▶ WORK TO BE COMPLETED
Rewrite everything from the start of the items down through the line containing "237L66 240L62 237L59" as a numbered list, leaving out any blank lines.

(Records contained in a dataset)
* * *

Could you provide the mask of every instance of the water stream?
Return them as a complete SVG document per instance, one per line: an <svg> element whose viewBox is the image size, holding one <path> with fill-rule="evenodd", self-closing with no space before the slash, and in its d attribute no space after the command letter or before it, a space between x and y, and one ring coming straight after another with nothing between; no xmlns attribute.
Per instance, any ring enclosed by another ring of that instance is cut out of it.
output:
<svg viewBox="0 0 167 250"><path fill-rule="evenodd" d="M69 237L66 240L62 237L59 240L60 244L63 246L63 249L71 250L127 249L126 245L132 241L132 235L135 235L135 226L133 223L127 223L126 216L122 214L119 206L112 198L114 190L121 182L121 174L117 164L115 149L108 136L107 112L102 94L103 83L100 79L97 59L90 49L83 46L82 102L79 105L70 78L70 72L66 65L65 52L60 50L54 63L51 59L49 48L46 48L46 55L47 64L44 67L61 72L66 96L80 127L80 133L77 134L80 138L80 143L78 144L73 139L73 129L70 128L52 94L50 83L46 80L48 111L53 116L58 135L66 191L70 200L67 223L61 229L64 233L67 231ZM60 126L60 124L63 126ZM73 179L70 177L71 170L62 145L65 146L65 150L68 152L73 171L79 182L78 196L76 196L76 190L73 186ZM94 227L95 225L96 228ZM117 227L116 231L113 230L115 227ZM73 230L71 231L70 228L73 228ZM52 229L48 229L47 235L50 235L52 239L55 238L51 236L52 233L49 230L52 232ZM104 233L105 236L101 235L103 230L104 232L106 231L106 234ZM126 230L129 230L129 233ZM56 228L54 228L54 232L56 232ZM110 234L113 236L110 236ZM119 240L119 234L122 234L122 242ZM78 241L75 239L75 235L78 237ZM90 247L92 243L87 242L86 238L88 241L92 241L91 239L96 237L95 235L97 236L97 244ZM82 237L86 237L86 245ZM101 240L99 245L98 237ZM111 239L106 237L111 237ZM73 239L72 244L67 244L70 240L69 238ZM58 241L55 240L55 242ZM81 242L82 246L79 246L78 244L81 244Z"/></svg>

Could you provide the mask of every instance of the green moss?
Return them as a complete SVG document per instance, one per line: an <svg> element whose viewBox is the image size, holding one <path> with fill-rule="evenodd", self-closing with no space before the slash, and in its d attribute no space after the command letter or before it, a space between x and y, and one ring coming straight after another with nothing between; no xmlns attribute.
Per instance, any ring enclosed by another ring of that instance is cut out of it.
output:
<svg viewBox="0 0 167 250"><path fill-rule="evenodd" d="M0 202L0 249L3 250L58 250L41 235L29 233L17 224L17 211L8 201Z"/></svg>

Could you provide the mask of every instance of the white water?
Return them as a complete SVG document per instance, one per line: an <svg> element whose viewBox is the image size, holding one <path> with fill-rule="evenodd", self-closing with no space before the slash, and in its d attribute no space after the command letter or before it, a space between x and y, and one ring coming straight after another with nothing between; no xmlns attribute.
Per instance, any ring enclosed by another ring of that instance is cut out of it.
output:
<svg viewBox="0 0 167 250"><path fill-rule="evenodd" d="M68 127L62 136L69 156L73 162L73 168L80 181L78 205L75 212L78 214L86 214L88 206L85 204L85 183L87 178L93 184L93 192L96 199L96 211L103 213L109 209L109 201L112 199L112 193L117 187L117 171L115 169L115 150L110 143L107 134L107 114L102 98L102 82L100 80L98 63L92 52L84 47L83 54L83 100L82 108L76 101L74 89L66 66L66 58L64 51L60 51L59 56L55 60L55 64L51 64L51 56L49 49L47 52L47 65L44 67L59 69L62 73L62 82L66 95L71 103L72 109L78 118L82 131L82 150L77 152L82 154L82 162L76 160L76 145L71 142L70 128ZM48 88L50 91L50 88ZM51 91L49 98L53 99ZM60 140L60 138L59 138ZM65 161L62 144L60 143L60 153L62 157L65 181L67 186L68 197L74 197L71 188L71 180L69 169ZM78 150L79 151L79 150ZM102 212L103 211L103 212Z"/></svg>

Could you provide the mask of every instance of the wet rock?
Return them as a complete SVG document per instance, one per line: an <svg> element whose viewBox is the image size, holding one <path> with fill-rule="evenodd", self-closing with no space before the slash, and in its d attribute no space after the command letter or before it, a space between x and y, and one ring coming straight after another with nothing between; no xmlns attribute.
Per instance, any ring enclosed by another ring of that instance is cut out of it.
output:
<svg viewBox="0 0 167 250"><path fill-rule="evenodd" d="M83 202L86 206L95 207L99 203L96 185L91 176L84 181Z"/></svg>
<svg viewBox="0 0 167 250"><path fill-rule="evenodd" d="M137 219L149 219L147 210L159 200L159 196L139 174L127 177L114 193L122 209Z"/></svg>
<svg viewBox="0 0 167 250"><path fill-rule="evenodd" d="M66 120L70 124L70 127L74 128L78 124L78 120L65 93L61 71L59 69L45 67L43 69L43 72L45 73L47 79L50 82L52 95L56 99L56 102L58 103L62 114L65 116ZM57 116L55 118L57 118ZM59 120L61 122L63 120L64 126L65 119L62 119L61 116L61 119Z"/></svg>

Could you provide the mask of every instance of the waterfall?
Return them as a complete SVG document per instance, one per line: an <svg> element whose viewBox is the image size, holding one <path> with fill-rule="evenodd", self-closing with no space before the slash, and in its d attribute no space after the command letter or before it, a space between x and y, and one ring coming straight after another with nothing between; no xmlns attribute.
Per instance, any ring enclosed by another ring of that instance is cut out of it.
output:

* * *

▶ ANSWER TO THIS PROBLEM
1. Could you provide the mask of every instance of the water stream?
2. Return them as a complete SVG document per instance, one per line: an <svg> element whose viewBox is the image size, holding one <path> with fill-rule="evenodd", self-closing with no space before the slash, and in its d attribute no space after the command letter or before it, a space between x and y, and one ring coming straight after another with nothing between; no xmlns attribute.
3. Per instance, any ring enclosed by another ring of that instance is cut out of it.
4. output:
5. <svg viewBox="0 0 167 250"><path fill-rule="evenodd" d="M69 237L66 240L62 237L59 240L60 244L63 246L63 249L71 250L127 249L126 245L132 241L132 235L135 235L135 226L133 223L127 223L126 216L122 214L119 206L112 198L114 190L121 182L121 174L117 164L115 149L108 136L107 112L102 94L103 83L100 79L97 59L90 49L83 46L82 102L79 105L70 78L70 72L66 65L65 52L60 50L54 63L51 59L49 48L46 48L46 55L47 64L44 67L61 72L66 96L80 127L80 133L77 134L80 138L80 143L78 144L73 139L73 129L70 128L52 94L50 83L46 80L48 111L53 116L58 135L66 191L70 200L67 223L61 229L64 233L67 231ZM60 126L60 124L63 126ZM73 179L70 177L71 170L62 145L65 146L65 150L68 152L73 171L79 182L78 196L76 196L76 190L73 186ZM94 227L95 225L96 228ZM117 227L116 231L113 230L115 227ZM73 230L71 231L70 228L73 228ZM52 229L48 229L47 235L50 235L52 239L55 238L51 236L52 233L49 230L52 232ZM104 233L105 236L101 235L103 230L104 232L106 231L106 234ZM126 230L129 230L129 233ZM56 228L54 228L54 232L56 232ZM110 234L113 236L110 236ZM119 240L119 234L122 234L122 242ZM78 241L75 239L75 235L78 237ZM90 247L92 243L87 242L86 238L88 241L92 241L91 239L96 237L95 235L97 236L97 244ZM82 237L86 237L86 245ZM101 240L99 245L98 237ZM111 239L106 237L111 237ZM73 239L72 244L67 244L70 240L69 238ZM58 241L55 240L55 242ZM81 242L82 246L79 246L78 244L81 244Z"/></svg>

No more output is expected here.